*** Exercise data Section Begins ***

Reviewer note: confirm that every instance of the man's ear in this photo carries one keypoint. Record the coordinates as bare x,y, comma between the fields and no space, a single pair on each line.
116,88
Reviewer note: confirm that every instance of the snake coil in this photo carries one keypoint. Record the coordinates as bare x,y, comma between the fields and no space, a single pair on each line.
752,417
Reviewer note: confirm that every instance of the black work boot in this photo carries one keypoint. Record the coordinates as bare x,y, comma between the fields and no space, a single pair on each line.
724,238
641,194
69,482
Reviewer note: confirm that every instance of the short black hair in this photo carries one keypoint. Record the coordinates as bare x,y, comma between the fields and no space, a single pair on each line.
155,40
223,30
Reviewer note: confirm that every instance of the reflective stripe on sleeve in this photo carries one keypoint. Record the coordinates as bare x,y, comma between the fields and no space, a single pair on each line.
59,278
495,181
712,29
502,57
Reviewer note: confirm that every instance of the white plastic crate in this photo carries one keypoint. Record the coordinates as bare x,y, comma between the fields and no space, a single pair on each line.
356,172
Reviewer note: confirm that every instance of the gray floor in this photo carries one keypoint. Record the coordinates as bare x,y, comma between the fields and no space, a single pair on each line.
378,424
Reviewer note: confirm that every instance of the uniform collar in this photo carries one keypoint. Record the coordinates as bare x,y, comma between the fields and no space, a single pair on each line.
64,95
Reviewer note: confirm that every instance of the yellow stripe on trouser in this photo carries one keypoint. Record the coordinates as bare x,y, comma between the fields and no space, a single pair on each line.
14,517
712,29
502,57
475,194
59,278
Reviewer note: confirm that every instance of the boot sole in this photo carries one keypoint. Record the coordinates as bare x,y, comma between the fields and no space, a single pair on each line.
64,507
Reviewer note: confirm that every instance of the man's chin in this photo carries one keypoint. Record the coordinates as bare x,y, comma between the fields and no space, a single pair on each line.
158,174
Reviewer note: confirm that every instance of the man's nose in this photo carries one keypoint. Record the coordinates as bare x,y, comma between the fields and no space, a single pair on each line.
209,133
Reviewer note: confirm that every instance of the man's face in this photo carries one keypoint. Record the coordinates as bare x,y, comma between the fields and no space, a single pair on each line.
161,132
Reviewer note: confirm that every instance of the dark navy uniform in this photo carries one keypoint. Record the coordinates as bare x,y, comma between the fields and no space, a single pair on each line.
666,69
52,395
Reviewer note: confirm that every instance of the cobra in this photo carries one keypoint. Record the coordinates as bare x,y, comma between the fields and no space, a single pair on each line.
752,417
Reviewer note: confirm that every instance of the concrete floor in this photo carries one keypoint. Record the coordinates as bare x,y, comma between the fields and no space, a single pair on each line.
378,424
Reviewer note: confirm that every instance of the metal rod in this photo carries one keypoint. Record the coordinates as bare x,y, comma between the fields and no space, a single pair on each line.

*** Exercise data Section Ends ***

### Directions for this task:
Set down the whole listing again, exactly as it was given.

### Finished exercise:
Reviewer note: confirm that every instance of the man's ear in this photo carries one keypoint. Record the coordinates as bare x,y, comma between the fields and no space, a single pair on each line.
116,88
Reviewer note: confirm that every instance of the snake coil in this photo carries one keypoint. Record the coordinates as bare x,y, comma between the fields and no space, a single pair on each line.
752,417
Reviewer note: confirm that every instance of the black work boot in this photo carries one keypoint. Record the coordinates as bare x,y, comma between the fields and no space, a single pair on each line.
724,238
641,194
69,482
Reviewer note: confirm that every instance of the short black hair in this photo carries one keypoint. Record the coordinates as bare x,y, comma between the fields and no space, a single pair on each line.
155,40
223,30
Reviewer note: confirm that every instance of the reflective stripe on sleeve in this photo carries one keypoint. Record the coordinates as bare x,y, comma between the fields and no space, a single pair on each line.
59,278
495,181
712,29
502,57
Reviewer note: confirm that every instance of the white plastic crate in this photo carries one keypoint. Record the coordinates as bare x,y, comma between the fields and no space, a single pair on each line.
356,172
Reviewer note: confirm that every instance of the gray floor in this photo carries one keypoint. Record the coordinates as bare x,y, comma between the fields and no space, a single pair on each line.
378,424
Reviewer note: confirm that every instance of the uniform collar in this photo carries one keypoint. Record the coordinates as bare x,y, comma between the fields and no space, a single pair on each line.
64,95
Reviewer note: confirm that every instance of the yellow stripe on trouser in this photo carries one keypoint. Record the coordinates as bare x,y, comma between the fields and no space, a single pair on each line.
14,517
712,29
502,57
475,194
59,278
Reviewer note: confirm that every instance of the boot sole in this photo carries one keypoint. Record the coordinates as bare x,y, comma between the fields and no space, a single pair on each line.
64,507
Reviewer note: confirm that every instance of the man's chin in this photo carries one keypoint. Record the coordinates as bare x,y, comma between the fields and no space, a single pair on each line.
158,174
Reviewer note: confirm that every instance of the man's nose in this photo carries one keypoint. Record the coordinates as bare x,y, comma between the fields and no space, a single pair on each line.
209,133
Reviewer note: confirm that every instance of the man's face in this photo carries one keypoint. Record the coordinates as bare x,y, comma between the fields and no space, a single pair on each line.
161,132
Reviewer note: confirm that every instance of the dark navy uniform in this photo carries one keypoint. Record the coordinates as bare x,y, comma between the fields and no space, a single pair on each line.
666,69
52,395
Reviewer note: confirm that every instance of the cobra in this photo carries one keypoint. Record the coordinates as bare x,y, comma between the fields and no space, a single pair on each line.
752,417
Reviewer note: confirm that every instance of the concrete floor in this photo carries one keypoint. Record the coordinates as bare x,y, comma between the fields and no space, a single pair on each line.
378,424
Reviewer note: confirm that every instance of the metal rod in this photo carries one keypoint. Record the coordinates as bare x,y, comma between the fields and no space, a single pair on each line.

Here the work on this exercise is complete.